[Stored data entries]
========================================

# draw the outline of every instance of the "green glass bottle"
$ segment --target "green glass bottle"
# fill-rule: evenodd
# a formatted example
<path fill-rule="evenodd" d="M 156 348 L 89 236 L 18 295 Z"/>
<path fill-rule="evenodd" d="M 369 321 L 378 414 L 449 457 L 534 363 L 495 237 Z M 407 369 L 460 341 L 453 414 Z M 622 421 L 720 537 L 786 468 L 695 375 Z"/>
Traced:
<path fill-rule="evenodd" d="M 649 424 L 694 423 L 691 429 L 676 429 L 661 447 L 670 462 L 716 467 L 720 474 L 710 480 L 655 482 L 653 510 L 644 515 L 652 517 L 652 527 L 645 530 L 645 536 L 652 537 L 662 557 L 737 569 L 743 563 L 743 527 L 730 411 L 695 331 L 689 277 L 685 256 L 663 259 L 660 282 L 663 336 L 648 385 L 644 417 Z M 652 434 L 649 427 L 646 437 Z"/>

========================================

PROMPT
Reproduce these lines verbatim.

RESPONSE TO THIS TASK
# draw the outline of every instance of the "green glass bottle"
$ segment --target "green glass bottle"
# fill-rule: evenodd
# a formatted example
<path fill-rule="evenodd" d="M 156 348 L 89 236 L 18 295 Z"/>
<path fill-rule="evenodd" d="M 369 321 L 378 414 L 449 457 L 534 363 L 495 237 Z M 407 369 L 460 341 L 453 414 Z M 622 421 L 720 537 L 786 468 L 695 375 Z"/>
Traced:
<path fill-rule="evenodd" d="M 649 424 L 694 423 L 691 429 L 676 429 L 661 447 L 670 462 L 716 467 L 720 474 L 710 480 L 655 482 L 653 510 L 644 515 L 652 517 L 652 527 L 645 530 L 645 536 L 652 537 L 662 557 L 737 569 L 743 563 L 743 527 L 730 411 L 695 331 L 689 277 L 685 256 L 663 259 L 660 282 L 663 336 L 648 385 L 644 417 Z M 652 434 L 649 427 L 646 437 Z"/>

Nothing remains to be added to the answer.